▶ _Action item_
Write out the entire pgvector post below word for word, keeping its code and layout unchanged.

← Back to blog

pgvector: Scale Semantic Search in PostgreSQL Without New Infrastructure

How can you leverage your personal raw data (such as markdown files and notes) to enable LLMs to answer questions about them?

Answer: Implement Semantic Search using Vector Databases for efficient information retrieval and contextual understanding.

Let me show the easiest way you can achieve this by utilizing Supabase and OpenAI:

  1. Enable pgvector extension in Supabase:

    • Go to your Supabase project dashboard
    • Navigate to the SQL Editor
    • Run the following SQL command: CREATE EXTENSION vector;
  2. Create a table to store your documents:

    CREATE TABLE personal_notes (
      id BIGSERIAL PRIMARY KEY,
      content TEXT,
      embedding VECTOR(1536)
    );
  3. Use OpenAI's API to generate embeddings for your documents:

    import openai
    import supabase
    
    openai.api_key = "your-openai-api-key"
    supabase_client = supabase.create_client("your-supabase-url", "your-supabase-key")
    
    def insert_personal_note(content):
        response = openai.Embedding.create(input=content, model="text-embedding-ada-002")
        embedding = response['data'][0]['embedding']
        
        supabase_client.table("personal_notes").insert({
            "content": content,
            "embedding": embedding
        }).execute()
    
    # Example usage
    insert_personal_note("Remember to buy groceries: milk, eggs, and bread")
  4. Perform semantic search:

    def search_personal_notes(query, limit=5):
        query_embedding = openai.Embedding.create(input=query, model="text-embedding-ada-002")['data'][0]['embedding']
        
        result = supabase_client.rpc(
            "match_personal_notes",
            {
                "query_embedding": query_embedding,
                "match_threshold": 0.5,
                "match_count": limit
            }
        ).execute()

▶ _Dataset_

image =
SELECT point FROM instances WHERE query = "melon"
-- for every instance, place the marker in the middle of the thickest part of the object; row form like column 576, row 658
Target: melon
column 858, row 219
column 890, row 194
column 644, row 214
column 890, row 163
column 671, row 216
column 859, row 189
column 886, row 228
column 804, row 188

▶ _Response to the task_
← Back to blog

pgvector: Scale Semantic Search in PostgreSQL Without New Infrastructure

How can you leverage your personal raw data (such as markdown files and notes) to enable LLMs to answer questions about them?

Answer: Implement Semantic Search using Vector Databases for efficient information retrieval and contextual understanding.

Let me show the easiest way you can achieve this by utilizing Supabase and OpenAI:

  1. Enable pgvector extension in Supabase:

    • Go to your Supabase project dashboard
    • Navigate to the SQL Editor
    • Run the following SQL command: CREATE EXTENSION vector;
  2. Create a table to store your documents:

    CREATE TABLE personal_notes (
      id BIGSERIAL PRIMARY KEY,
      content TEXT,
      embedding VECTOR(1536)
    );
  3. Use OpenAI's API to generate embeddings for your documents:

    import openai
    import supabase
    
    openai.api_key = "your-openai-api-key"
    supabase_client = supabase.create_client("your-supabase-url", "your-supabase-key")
    
    def insert_personal_note(content):
        response = openai.Embedding.create(input=content, model="text-embedding-ada-002")
        embedding = response['data'][0]['embedding']
        
        supabase_client.table("personal_notes").insert({
            "content": content,
            "embedding": embedding
        }).execute()
    
    # Example usage
    insert_personal_note("Remember to buy groceries: milk, eggs, and bread")
  4. Perform semantic search:

    def search_personal_notes(query, limit=5):
        query_embedding = openai.Embedding.create(input=query, model="text-embedding-ada-002")['data'][0]['embedding']
        
        result = supabase_client.rpc(
            "match_personal_notes",
            {
                "query_embedding": query_embedding,
                "match_threshold": 0.5,
                "match_count": limit
            }
        ).execute()